Leave out the pictures and reproduce all of the data exactly.

[Data records]
^^^^^^^^

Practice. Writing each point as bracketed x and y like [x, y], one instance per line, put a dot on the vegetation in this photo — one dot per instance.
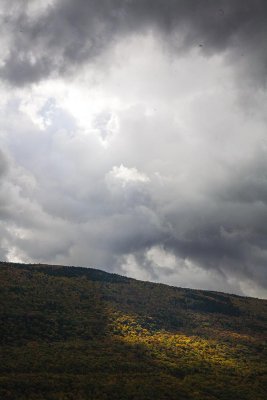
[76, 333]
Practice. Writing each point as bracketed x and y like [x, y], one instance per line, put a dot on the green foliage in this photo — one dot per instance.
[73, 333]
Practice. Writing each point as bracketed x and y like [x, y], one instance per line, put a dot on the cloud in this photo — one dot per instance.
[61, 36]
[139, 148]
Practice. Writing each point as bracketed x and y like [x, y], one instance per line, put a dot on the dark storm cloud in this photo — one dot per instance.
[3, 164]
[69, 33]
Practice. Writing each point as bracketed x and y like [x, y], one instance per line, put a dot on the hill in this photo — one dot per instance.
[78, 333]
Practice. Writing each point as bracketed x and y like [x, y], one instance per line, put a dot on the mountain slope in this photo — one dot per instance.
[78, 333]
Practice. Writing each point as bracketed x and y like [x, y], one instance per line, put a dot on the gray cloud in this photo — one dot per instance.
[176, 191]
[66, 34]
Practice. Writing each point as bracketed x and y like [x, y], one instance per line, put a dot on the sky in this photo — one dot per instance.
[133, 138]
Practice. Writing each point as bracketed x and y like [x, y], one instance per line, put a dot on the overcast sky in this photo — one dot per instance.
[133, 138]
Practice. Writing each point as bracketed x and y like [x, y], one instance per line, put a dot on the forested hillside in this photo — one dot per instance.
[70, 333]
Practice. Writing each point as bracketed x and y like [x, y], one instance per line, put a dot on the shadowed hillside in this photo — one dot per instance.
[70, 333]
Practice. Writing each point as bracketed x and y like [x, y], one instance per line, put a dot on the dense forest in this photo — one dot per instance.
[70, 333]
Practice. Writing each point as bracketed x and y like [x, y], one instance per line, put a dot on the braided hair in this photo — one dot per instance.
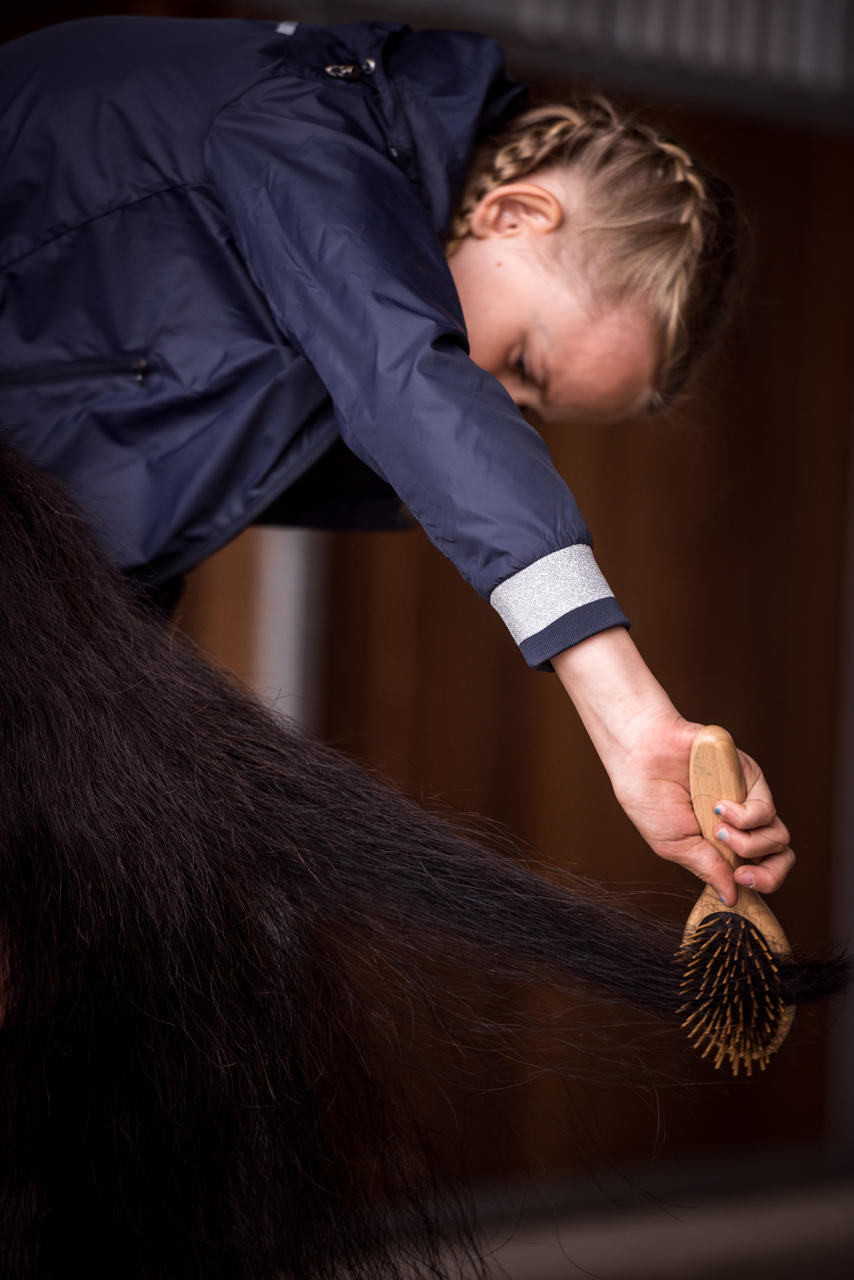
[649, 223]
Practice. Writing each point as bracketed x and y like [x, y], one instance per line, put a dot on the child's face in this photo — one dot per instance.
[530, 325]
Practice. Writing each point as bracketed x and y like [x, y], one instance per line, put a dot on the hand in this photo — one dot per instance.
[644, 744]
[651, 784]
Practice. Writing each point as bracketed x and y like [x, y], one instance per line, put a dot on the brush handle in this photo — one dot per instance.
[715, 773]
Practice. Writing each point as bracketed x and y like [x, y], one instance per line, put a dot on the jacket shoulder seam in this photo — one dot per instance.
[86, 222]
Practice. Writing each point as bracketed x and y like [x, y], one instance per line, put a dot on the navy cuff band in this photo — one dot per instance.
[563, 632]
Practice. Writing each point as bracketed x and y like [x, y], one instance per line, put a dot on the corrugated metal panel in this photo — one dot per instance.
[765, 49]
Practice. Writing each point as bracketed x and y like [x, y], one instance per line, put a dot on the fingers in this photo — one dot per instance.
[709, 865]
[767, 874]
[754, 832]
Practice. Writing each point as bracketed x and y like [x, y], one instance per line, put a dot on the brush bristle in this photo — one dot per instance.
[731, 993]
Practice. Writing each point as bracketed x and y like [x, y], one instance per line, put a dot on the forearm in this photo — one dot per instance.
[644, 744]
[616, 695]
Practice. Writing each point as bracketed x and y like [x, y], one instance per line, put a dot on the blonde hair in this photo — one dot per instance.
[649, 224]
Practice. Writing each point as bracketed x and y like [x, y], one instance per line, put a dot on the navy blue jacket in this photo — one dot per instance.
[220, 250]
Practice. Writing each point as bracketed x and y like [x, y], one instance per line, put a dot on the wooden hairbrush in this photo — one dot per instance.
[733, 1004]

^^^^^^^^

- Problem solution:
Practice. Writing each point as bracketed x and y like [x, y], one instance per line, put a dot on the vegetation in this photo — one dot per instance.
[76, 333]
Practice. Writing each point as bracketed x and y like [x, y], one instance per line, put a dot on the green foliage in this photo — one dot per instance.
[73, 333]
Practice. Writing each point as bracketed x and y like [x, y], one instance per line, put a dot on the cloud in this photo — one dot per instance.
[61, 36]
[139, 148]
Practice. Writing each point as bracketed x and y like [x, y], one instance per line, put a dot on the dark storm cloud in this photo — one dot per instance.
[3, 164]
[69, 33]
Practice. Writing each point as bracketed x and y like [x, y], one instance per line, put a dot on the hill in this photo — one dot per instance.
[78, 333]
Practice. Writing each point as bracketed x and y like [x, y], one instance per line, put a dot on the mountain slope in this photo — one dot per instance.
[78, 333]
Practice. Writing each point as bracketed x and y like [x, y], one instance per line, put a dot on the gray cloud in this photo — one dot per instance.
[176, 191]
[66, 34]
Practice. Writing each point as bracketed x and y like [x, y], one instance per line, put a dot on the sky in this photo — one dot per instance.
[133, 138]
Practice. Writing each point as bracketed x and y like [x, y], one instance per line, put a dot on the overcast sky in this photo — one dot per instance.
[133, 138]
Practice. Writing each point as bracketed x and y like [x, y], one instance per line, put a dot on the forested hillside in this photo — one dot per instance.
[70, 333]
Practice. Writing each point as bracketed x and y like [x, y], one instance per line, put a dot on the shadowed hillside in this photo — one dot per instance.
[70, 333]
Practice. Writing each point as bracketed x and y like [x, y], one instance per line, put a dot on the dense forest in this photo — one dot per instance.
[70, 333]
Practice. Writing each point as bracketed x and y like [x, y], one instance per line, put a dot on the braided hair in this photo — one dot per instance.
[649, 223]
Practice. Writing each point as bracketed x and y like [x, y], one instance per line, put a dot on the child's face in this photo — one dot per instance.
[530, 325]
Practice. Writing each point as bracketed x and y like [x, y], one instance per line, put a dot on the hand in this photo — one dot per instance.
[644, 744]
[651, 784]
Practice. Writing each point as bracketed x and y like [x, y], one instance per line, put a dot on the brush handle in this photo — one dot per instance.
[715, 773]
Practice. Writing each point as bracketed x and y like [x, y], one instance per line, put a dot on the jacket shoulder seam in this photo — one dot per instance.
[86, 222]
Practice. Writing each point as bracketed x and y like [x, y], one instance per line, put a dot on the navy cuff band in this photo — one dot per instance.
[563, 632]
Practice. Writing each point as bracketed x and y like [x, y], one instance per line, put a dot on the corrugated metal panel in this photo — one dot per instance.
[765, 49]
Practice. Writing each point as bracketed x and y like [x, y], one instance per line, put a dot on the fingers in this photo — one dot per instance.
[709, 865]
[767, 874]
[754, 832]
Practice. Writing each point as bracketed x and y like [x, y], one instance per line, put a dot on the brush bristle in this photo — one dot per instance.
[731, 993]
Practice. Writing each point as bracketed x and y like [x, y], one instance per line, put a dot on the forearm in this photo — one dot per instance.
[644, 744]
[616, 695]
Practice. Writing each point as bracketed x and y like [x, y], one instance per line, put a dot on the blonde hair in this photo — one dot per instance.
[649, 224]
Practice. Writing each point as bracketed x and y like [x, y], one instance per line, put a dot on the navy blue jacket in this photo — one dot per instance.
[220, 250]
Practice. Writing each point as bracketed x and y like [x, y], one instance per line, put a dot on the wooden hairbrush in this photo — one dot per instance.
[733, 1004]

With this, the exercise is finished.